_EXERCISE TEXT:_
BEGIN
Thinking Mid-training: Reinforcement Learning of Interleaved Reasoning

Our Contribution

We address a fundamental limitation of the current LLM training paradigm: the absence of explicit reasoning traces during pretraining leaves models ill-prepared for the reasoning demands of post-training.

We thus introduce thinking mid-training, an intermediate SFT+RL training phase that bridges the gap between pretraining on raw text and post-training for instruction-following and reasoning.

Our experiments demonstrate that thinking mid-training substantially improves post-training effectiveness: our full pipeline achieves a 3.2x improvement in average accuracy across challenging reasoning benchmarks (GSM8K, MATH-500, AMC23, Olympiad, GPQA-Diamond) compared to direct RL post-training on the base model (Llama-3-8B), and more than doubled performance compared to mid-training with raw data.
END
_DATA EXTRACTS:_
BEGIN
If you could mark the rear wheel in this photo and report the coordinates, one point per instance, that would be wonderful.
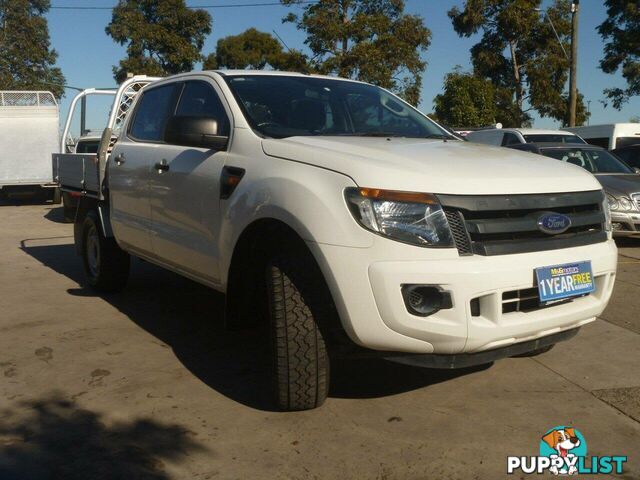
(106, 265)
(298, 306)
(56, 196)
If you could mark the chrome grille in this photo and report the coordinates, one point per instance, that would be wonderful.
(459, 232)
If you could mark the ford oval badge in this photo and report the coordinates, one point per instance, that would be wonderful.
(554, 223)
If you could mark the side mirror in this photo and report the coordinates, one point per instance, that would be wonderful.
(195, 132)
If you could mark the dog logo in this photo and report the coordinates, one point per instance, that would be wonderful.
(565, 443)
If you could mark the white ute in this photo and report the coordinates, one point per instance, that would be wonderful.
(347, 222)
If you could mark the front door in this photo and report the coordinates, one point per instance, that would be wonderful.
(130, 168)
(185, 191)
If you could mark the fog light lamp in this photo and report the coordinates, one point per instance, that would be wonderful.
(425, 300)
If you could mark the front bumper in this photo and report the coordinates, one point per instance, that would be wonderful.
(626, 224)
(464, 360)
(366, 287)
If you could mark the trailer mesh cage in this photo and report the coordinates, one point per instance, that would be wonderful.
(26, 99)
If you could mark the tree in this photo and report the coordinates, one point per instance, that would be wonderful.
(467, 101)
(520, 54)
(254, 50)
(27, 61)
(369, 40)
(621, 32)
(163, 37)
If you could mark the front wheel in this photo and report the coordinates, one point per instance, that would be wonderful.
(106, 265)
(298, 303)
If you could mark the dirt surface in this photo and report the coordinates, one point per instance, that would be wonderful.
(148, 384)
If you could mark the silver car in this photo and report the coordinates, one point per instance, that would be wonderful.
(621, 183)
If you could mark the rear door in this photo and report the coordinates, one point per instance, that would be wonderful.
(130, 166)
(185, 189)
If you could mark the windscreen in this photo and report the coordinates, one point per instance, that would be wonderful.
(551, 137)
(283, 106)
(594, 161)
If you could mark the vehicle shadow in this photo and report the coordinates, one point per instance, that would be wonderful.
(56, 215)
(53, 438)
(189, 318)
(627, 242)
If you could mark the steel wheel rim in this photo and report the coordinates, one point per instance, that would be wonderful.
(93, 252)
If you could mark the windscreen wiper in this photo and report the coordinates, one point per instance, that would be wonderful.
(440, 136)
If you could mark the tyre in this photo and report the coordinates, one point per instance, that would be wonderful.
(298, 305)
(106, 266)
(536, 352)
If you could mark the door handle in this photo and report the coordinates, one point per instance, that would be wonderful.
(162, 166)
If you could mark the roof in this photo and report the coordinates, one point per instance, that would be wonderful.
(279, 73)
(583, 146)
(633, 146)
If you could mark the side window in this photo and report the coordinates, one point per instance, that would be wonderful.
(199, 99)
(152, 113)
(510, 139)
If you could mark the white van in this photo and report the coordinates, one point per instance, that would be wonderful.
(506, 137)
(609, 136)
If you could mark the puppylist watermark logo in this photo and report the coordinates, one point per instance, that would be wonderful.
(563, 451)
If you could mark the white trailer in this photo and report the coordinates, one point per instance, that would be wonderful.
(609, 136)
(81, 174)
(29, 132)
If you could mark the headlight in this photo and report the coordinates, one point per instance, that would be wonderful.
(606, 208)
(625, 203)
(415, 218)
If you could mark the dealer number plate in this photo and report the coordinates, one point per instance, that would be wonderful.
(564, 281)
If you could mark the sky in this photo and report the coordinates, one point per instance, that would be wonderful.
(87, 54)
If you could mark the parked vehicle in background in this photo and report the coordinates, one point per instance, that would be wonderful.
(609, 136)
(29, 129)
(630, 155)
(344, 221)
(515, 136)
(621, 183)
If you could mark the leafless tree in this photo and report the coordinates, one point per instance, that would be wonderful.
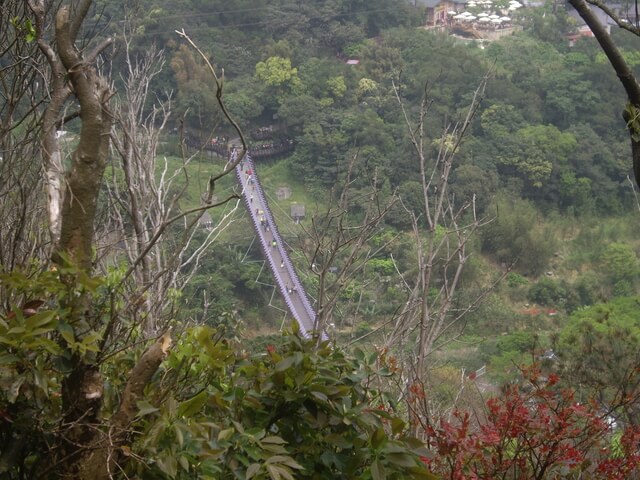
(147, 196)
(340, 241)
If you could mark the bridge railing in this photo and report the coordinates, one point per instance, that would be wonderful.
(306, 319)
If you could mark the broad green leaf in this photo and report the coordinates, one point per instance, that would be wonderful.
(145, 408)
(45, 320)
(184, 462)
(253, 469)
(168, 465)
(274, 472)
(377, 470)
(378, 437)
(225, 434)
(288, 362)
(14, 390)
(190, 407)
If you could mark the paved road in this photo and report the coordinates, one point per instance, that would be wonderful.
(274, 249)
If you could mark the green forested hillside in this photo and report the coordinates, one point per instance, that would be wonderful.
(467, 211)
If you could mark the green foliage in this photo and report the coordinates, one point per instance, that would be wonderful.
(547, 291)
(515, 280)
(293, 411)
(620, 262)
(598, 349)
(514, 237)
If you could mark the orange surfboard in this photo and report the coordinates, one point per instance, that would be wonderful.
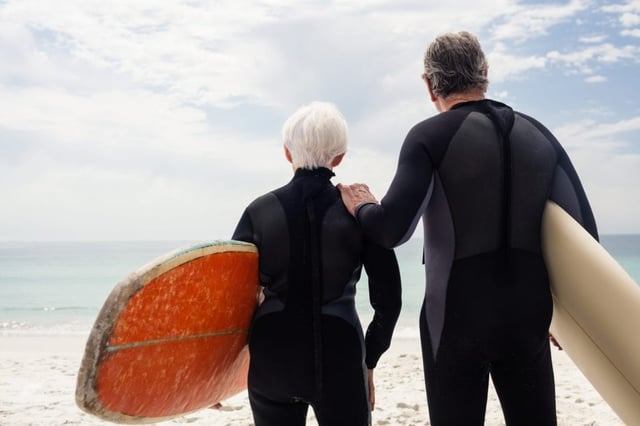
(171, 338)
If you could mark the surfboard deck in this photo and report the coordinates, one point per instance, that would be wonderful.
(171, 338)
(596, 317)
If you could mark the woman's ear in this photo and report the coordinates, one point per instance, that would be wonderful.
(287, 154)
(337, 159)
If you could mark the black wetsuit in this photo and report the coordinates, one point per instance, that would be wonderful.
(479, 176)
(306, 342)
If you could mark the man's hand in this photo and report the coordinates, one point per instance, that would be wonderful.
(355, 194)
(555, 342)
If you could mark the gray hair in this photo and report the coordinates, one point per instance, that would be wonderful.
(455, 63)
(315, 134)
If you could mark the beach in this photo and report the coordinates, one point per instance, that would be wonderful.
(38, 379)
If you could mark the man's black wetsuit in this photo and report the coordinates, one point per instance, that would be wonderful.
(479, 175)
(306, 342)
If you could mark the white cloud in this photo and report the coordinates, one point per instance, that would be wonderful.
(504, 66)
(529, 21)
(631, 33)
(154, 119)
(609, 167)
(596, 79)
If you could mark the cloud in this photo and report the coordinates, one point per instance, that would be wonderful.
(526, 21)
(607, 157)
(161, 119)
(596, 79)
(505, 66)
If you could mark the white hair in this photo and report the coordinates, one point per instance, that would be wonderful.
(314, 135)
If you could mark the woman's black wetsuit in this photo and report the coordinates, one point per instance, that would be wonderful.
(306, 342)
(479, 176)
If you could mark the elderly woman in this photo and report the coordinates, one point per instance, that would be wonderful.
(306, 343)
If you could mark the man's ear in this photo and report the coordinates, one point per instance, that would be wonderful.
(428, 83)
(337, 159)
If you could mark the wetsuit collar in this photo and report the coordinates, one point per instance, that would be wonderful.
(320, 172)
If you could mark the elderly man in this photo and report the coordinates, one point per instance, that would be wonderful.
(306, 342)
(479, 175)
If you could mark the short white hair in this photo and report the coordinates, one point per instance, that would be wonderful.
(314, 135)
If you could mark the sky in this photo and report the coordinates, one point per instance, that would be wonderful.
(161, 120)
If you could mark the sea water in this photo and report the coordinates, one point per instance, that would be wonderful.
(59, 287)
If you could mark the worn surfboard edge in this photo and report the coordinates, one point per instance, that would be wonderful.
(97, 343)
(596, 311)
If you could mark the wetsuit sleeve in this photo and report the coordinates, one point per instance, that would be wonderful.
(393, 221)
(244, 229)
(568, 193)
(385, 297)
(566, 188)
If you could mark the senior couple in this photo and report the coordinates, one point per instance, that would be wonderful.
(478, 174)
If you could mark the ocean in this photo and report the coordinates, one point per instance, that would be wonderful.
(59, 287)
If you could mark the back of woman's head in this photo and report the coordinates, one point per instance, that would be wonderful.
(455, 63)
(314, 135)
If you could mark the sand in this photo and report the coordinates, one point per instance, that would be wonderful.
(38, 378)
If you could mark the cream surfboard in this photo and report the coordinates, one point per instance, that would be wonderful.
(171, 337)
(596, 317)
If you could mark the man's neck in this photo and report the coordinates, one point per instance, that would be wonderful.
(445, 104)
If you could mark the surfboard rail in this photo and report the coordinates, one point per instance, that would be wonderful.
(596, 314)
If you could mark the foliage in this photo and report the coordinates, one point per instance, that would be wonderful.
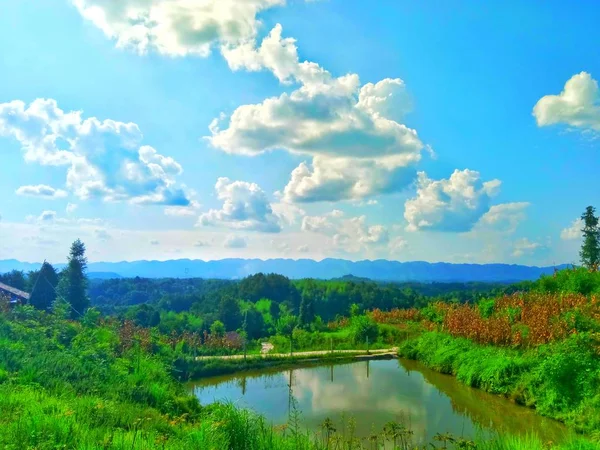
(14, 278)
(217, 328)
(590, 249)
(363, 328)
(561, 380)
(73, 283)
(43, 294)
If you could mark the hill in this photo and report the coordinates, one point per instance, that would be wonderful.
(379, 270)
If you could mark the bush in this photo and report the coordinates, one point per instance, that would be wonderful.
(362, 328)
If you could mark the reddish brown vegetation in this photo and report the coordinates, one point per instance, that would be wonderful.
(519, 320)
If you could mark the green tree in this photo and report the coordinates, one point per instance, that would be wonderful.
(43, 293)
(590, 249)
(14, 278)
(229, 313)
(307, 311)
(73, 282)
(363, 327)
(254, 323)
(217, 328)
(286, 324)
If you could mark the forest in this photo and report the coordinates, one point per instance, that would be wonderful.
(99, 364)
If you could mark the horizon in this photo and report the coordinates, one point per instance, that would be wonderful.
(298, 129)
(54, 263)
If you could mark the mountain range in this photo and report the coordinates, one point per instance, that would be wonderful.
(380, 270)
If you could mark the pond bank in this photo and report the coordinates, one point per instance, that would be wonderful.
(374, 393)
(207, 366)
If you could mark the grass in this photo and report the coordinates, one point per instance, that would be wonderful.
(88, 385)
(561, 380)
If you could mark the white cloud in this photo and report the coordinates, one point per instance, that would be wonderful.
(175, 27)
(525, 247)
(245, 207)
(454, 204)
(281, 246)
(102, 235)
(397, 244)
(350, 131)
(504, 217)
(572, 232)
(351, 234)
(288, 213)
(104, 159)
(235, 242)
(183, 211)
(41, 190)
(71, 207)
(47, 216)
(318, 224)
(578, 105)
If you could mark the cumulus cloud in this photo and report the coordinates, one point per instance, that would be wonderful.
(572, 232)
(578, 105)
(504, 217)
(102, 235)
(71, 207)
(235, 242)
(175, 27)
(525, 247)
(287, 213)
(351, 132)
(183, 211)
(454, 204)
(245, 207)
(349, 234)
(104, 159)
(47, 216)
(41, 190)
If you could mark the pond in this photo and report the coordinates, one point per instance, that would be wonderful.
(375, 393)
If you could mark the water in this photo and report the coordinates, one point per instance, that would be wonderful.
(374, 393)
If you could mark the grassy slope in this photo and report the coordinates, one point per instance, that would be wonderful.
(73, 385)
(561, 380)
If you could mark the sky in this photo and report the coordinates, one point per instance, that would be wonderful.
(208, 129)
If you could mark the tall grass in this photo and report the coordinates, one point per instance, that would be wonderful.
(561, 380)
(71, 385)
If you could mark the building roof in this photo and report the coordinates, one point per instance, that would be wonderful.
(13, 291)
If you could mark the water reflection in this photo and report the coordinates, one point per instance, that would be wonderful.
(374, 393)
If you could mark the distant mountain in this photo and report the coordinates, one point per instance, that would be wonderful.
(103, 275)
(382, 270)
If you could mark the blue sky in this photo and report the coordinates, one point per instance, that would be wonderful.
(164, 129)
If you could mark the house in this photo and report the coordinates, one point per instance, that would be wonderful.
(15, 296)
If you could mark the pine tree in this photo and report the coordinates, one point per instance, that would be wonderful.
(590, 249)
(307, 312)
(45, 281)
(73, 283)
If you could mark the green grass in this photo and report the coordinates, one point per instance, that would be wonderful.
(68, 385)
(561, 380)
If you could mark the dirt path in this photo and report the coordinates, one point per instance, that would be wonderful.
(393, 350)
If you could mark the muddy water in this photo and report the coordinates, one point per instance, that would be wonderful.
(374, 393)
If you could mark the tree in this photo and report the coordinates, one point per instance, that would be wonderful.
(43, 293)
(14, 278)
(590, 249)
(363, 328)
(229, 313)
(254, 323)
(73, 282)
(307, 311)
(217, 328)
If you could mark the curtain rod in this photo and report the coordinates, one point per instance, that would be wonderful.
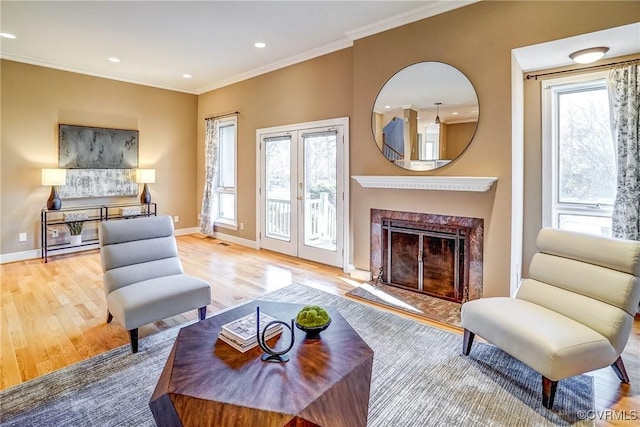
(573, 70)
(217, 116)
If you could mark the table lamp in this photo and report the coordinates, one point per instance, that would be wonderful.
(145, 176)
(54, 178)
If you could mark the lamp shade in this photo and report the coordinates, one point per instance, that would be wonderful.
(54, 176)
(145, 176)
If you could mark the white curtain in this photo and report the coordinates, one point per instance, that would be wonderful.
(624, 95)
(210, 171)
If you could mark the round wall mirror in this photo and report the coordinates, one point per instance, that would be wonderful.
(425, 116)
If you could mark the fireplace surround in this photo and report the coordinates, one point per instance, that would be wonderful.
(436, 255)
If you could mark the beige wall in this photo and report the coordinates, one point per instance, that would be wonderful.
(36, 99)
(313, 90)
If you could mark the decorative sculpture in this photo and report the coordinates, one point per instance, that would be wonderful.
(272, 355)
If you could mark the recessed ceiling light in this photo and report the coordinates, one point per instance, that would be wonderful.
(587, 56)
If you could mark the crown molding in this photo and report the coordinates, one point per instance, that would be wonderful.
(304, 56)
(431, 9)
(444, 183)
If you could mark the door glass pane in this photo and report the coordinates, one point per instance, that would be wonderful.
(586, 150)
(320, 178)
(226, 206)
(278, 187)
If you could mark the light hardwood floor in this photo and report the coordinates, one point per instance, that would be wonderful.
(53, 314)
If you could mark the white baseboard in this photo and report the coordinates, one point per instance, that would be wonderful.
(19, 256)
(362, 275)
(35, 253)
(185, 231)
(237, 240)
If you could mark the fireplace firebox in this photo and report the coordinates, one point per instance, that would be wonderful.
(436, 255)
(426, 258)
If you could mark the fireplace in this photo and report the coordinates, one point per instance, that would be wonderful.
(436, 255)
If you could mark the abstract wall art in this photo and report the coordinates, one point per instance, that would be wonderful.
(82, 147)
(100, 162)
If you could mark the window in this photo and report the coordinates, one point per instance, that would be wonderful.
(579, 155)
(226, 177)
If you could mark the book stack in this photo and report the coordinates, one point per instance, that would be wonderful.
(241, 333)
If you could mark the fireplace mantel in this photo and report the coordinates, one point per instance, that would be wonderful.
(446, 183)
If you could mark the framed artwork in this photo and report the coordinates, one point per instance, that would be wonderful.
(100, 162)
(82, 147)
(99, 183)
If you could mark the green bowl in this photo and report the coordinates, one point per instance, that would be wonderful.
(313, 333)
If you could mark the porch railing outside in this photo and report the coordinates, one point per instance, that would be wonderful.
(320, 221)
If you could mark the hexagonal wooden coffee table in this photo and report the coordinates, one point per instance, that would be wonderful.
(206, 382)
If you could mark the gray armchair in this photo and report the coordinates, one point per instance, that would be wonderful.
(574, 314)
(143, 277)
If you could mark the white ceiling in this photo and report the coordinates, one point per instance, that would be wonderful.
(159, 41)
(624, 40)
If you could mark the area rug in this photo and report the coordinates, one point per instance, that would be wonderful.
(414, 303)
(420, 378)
END
_REQUIRED TASKS:_
(1) Based on the text about thinking mid-training, decide whether each statement agrees with it. Answer yes or no, and quote the words that decide it. (a) Thinking mid-training sits between pretraining and post-training. (b) The full pipeline improved average accuracy 2.3x over direct RL post-training on the base model. (c) Thinking mid-training is a phase that uses reinforcement learning alone.
(2) According to the text about thinking mid-training, why is thinking mid-training introduced? Answer in one to three sentences.

_LIST OF SOLUTIONS:_
(1)
(a) Yes: "bridges the gap between pretraining on raw text and post-training for instruction-following and reasoning."
(b) No: "achieves a 3.2x improvement in average accuracy"
(c) No: "an intermediate SFT+RL training phase"

(2) It is introduced because pretraining lacks explicit reasoning traces, and this leaves models ill-prepared for the reasoning demands of post-training. The new phase is meant to bridge the gap between pretraining on raw text and post-training for instruction-following and reasoning.